What the task asks: Would you return the lines from the one that contains "the red car" to the last line of the entries below, exactly and with nothing added?

··· Stored data ···

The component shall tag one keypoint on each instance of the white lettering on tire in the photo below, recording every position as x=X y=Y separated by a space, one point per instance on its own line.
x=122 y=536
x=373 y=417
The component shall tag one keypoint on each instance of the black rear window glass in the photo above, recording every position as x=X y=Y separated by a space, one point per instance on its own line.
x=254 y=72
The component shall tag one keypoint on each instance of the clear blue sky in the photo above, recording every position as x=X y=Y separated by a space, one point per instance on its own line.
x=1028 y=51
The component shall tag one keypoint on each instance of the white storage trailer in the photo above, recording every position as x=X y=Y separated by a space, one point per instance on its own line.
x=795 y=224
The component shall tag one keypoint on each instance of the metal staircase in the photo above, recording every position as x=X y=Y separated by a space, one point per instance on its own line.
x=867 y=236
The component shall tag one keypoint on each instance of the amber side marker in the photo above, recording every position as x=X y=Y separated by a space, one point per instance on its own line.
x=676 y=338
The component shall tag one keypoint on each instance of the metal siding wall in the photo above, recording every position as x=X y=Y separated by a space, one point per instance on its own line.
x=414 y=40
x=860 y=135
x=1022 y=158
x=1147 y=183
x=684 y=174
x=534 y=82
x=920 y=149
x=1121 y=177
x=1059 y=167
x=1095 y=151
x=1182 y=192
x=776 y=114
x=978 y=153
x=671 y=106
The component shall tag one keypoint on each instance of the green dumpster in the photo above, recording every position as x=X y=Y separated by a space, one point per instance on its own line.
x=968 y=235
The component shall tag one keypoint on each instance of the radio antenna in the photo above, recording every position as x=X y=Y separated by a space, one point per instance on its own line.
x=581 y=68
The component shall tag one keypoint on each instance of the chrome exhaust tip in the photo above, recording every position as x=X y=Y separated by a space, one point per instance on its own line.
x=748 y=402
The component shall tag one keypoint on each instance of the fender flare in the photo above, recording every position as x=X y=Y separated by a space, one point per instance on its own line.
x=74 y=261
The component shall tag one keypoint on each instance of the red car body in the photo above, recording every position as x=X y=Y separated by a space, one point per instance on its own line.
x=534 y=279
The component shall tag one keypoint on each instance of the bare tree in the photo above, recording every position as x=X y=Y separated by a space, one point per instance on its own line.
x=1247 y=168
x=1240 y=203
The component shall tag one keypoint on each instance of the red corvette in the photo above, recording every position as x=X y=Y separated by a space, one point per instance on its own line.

···

Written response:
The component shall tag one keypoint on each instance of the red car body in the photo above, recording every position as x=X y=Y separated by a space, one point per instance on its own line.
x=534 y=279
The component shall tag one keypoint on each instance of the bare tree in the photo above, recording every position as x=X y=Y separated by a space, one point per instance on its own line.
x=1247 y=168
x=1240 y=203
The component shall tag one keypoint on each instance of the red corvette in the photo above, recording every position as x=X y=Y separated by a space, one point per instance on its own line.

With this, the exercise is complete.